[Point-based annotation data]

• • • • • • •

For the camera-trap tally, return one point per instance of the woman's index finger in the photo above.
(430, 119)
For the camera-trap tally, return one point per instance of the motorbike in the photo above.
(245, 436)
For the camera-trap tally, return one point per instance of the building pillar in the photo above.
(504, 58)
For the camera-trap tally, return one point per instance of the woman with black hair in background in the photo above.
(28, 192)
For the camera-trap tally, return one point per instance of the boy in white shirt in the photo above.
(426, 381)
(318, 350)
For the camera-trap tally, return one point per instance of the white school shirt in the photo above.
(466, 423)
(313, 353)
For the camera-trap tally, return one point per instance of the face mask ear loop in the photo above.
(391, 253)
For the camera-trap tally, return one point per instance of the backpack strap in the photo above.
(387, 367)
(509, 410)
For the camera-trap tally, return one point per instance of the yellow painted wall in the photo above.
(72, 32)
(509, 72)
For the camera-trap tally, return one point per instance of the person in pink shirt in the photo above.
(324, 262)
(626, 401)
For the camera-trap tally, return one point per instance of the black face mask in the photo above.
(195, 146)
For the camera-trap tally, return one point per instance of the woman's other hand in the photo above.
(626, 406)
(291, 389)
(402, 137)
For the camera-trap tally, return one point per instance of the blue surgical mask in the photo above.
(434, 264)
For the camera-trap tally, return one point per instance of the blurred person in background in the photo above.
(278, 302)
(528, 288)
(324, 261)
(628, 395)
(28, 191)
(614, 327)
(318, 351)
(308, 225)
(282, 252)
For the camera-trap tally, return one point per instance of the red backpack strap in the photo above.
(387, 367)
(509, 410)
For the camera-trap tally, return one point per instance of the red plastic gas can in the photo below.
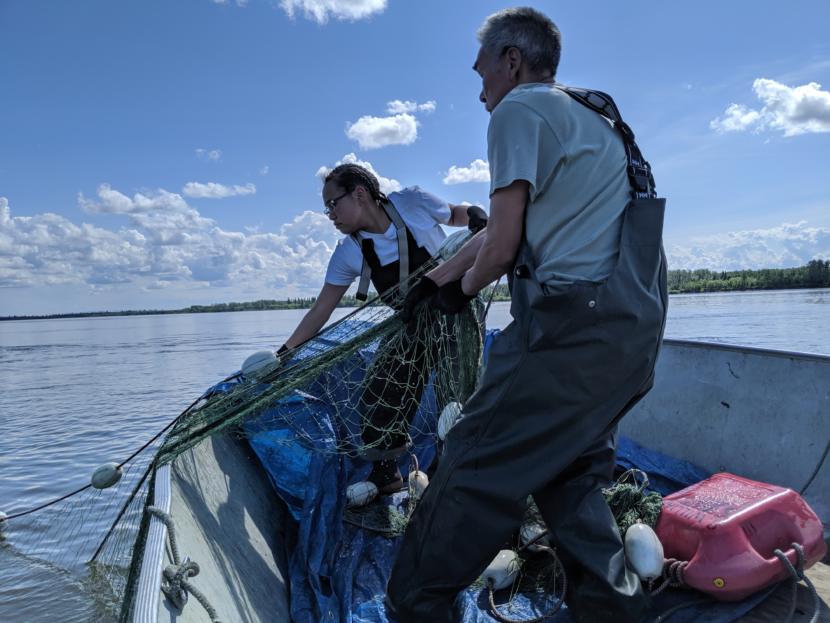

• • • • • • •

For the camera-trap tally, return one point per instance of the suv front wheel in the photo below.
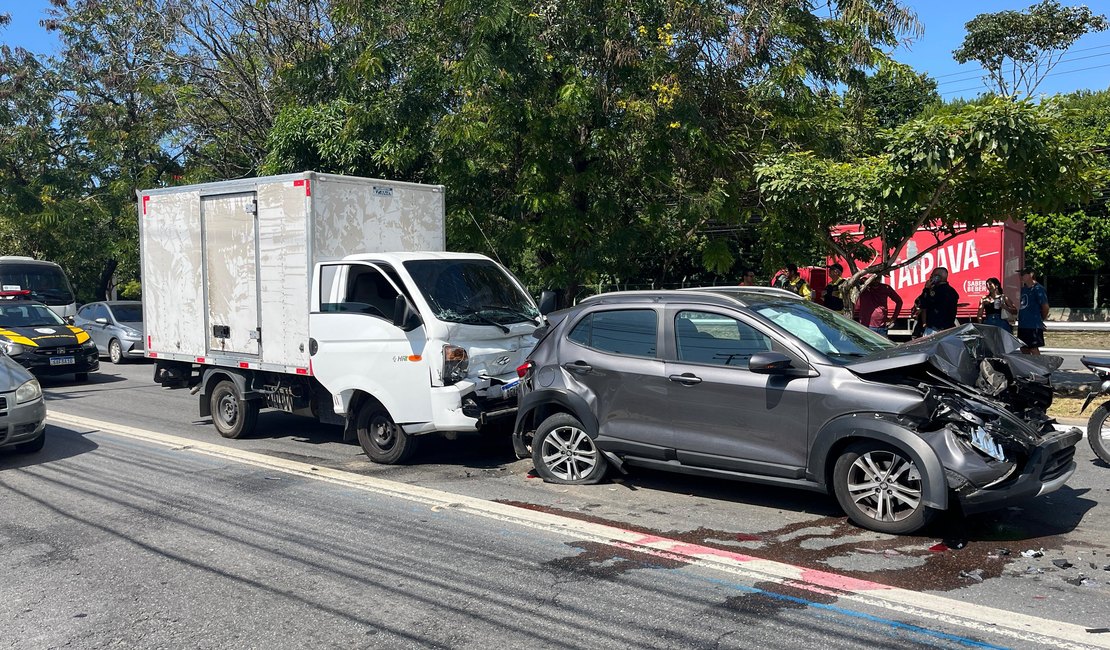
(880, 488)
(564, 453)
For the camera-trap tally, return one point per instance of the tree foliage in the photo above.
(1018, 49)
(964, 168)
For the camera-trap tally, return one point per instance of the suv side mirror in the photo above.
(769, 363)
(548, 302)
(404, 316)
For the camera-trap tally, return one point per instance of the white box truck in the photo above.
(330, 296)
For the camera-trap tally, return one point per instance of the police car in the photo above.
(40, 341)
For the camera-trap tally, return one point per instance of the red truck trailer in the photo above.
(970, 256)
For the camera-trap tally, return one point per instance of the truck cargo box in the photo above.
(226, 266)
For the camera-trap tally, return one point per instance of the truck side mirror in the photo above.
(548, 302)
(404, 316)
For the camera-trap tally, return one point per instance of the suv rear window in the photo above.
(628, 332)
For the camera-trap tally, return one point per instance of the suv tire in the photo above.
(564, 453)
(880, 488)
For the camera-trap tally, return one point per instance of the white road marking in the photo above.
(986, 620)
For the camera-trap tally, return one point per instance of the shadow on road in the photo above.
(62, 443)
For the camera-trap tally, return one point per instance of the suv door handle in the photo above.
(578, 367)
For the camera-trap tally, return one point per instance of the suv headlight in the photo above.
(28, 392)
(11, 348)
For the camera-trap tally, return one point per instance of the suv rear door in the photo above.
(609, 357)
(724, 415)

• • • • • • •

■ Aim
State how many lines of the records above contain the word "backpack". Give only the number.

■ Result of this task
2